Actions to take:
**1)** Arrange part of the records as a numbered list with no blank lines, beginning at the line that has "Each instance receives a single keypoint. Tag the bridge deck" and ending with the last line of the records.
**2)** Pick up the passage on measuring a battery's AC impedance after its last sentence and continue writing it.

Selected passage:

>>>>>

Here, when the internal impedance of battery 1, which is an object to be measured, is relatively low, the AC component is smaller than the direct-current (DC) component in the voltage of battery 1. In such cases, measurement of the voltage of battery 1 is required to be synchronized with measurement of the current flowing through battery 1 and is required to be highly accurate. In order to achieve high measurement accuracy, it is necessary to reduce variations in the resistance values of the voltage divider resistors.

As a method of reducing variations in the resistance values of the voltage divider resistors may be, for example, measuring the voltage and the current of battery 1 a plurality of times, and then averaging the measurement results. However, when the current of battery 1 is measured a plurality of times, this lead to problems such as increase in the measurement time, decrease in the state of charge (SOC) of battery 1, and change in the temperature of battery 1, and thus the AC impedance of battery 1 could not be accurately measured.

In contrast, in measuring device 10b according to Embodiment 3, the configurations of voltage divider resistor component 2b and AD converter component 3 are respectively the same as the configurations of voltage divider resistor component 2 and AD converter component 3 of measuring device 10 according to Embodiment 1. Therefore, measuring device 10b according to Embodiment 3 can improve the measurement accuracy of the voltage of battery 1 as with measuring device 10 according to Embodiment 1 even when measurement is performed once, because variations in the voltage divider ratios and variations in the output values of AD converters 31 to 3n are both averaged and reduced, and are less likely to affect the measurement accuracy of the voltage of battery 1. Accordingly, measuring device 10b according to Embodiment 3 can measure the voltage and the current of battery 1 simultaneously, and it is sufficient to perform the measurement once. Therefore, the above-described problems do not occur in measuring device 10b according to Embodiment 3. Thus, measuring device 10b according to Embodiment 3 can improve the measurement accuracy of the AC impedance of battery 1 (object to be measured), and also reduce the measurement time.

Note that in Embodiment 3, calculator 4b calculates the AC impedance of battery 1 from the average value of the plurality of (here, n) first digital data items and the second digital data item, but the present disclosure is not limited to this. For example, calculator 4b may calculate the AC impedance of battery 1 by calculating a plurality of AC impedances from combinations of each of the first digital data items with the second digital data item, and calculating the average value of the plurality of AC impedances calculated.

Moreover, in Embodiment 3, detection resistor Rs of current detection component 5 may be replaced with a circuit in which a plurality of detection resistors are connected in parallel. In this case, variations in the resistance values of the detection resistors can be reduced, and thus the accuracy of the resistance values of the detection resistors is less likely to affect the measurement accuracy of the current of battery 1. Therefore, the measurement accuracy of the current of battery 1 can be improved.

<<<<<

Input for this task:
>>>>>

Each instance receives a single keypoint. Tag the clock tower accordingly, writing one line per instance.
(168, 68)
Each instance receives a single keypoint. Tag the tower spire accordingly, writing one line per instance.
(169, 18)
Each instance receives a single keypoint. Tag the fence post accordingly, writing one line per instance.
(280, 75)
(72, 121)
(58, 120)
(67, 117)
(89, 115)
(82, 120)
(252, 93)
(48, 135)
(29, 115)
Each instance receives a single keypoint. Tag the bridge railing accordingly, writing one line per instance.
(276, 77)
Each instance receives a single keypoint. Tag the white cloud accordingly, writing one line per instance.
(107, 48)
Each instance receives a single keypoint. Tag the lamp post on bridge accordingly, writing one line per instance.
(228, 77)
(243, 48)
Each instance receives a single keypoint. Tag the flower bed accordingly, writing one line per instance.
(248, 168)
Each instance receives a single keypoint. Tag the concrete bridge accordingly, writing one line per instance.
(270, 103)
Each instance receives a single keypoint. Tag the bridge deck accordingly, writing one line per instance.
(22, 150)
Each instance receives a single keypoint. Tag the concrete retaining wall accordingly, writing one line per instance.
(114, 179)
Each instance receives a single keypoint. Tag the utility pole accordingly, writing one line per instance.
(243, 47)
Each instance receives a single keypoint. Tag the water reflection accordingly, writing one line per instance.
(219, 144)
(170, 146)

<<<<<

Answers for this exercise:
**1)**
1. Each instance receives a single keypoint. Tag the bridge deck accordingly, writing one line per instance.
2. (22, 150)
3. Each instance receives a single keypoint. Tag the concrete retaining wall accordingly, writing one line per instance.
4. (114, 179)
5. Each instance receives a single keypoint. Tag the utility pole accordingly, writing one line per instance.
6. (243, 47)
7. Each instance receives a single keypoint. Tag the water reflection accordingly, writing one line per instance.
8. (219, 144)
9. (170, 146)

**2)**
As described above, measuring device 10b according to Embodiment 3 is useful as a device that measures the AC impedance of battery 1, for example, when battery 1 is a relatively high voltage battery such as a cell stack, or when battery 1 is a battery pack whose voltage per cell cannot be measured.

Embodiment 4

FIG. 4 is a circuit block diagram illustrating a configuration of measuring device 10c according to Embodiment 4. As illustrated in FIG. 4, measuring device 10c according to Embodiment 4 is different from measuring device 10b according to Embodiment 3 in that measuring device 10c includes voltage divider resistor component 2c instead of voltage divider resistor component 2b (see FIG. 3), and voltage divider resistor component 2c does not include voltage divider resistor Rm and capacitor Cm. Moreover, the function of calculator 4c of measuring device 10c according to Embodiment 4 is different from the function of calculator 4b of measuring device 10b according to Embodiment 3. Note that description of points in common to measuring device 10b according to Embodiment 3 will be basically omitted.

In Embodiment 4, a resistor having a nominal resistance value of “r” is used as each of voltage divider resistors R1 to Rn of voltage divider resistor component 2c, as with Embodiment 3. Moreover, voltage divider resistor component 2c is configured such that the voltages across voltage divider resistors R1 to Rn fall within the input allowable voltage range of AD converters 31 to 3n of AD converter component 3. Moreover, in Embodiment 4, the voltages across voltage divider resistors R1 to Rn of voltage divider resistor component 2c are converted into first digital data items by AD converters 31 to 3n of AD converter component 3, as with Embodiment 3.

Moreover, in Embodiment 4, a plurality of capacitors C1 to Cn of voltage divider resistor component 2c are each connected in parallel to a corresponding one of voltage divider resistors R1 to Rn, as with Embodiment 3. Therefore, in Embodiment 4, capacitors C1 to Cn form high pass filters with corresponding voltage divider resistors R1 to Rn, as with Embodiment 3. Therefore, this makes it easier to maintain the frequency response of the first digital data items output by AD converters 31 to 3n.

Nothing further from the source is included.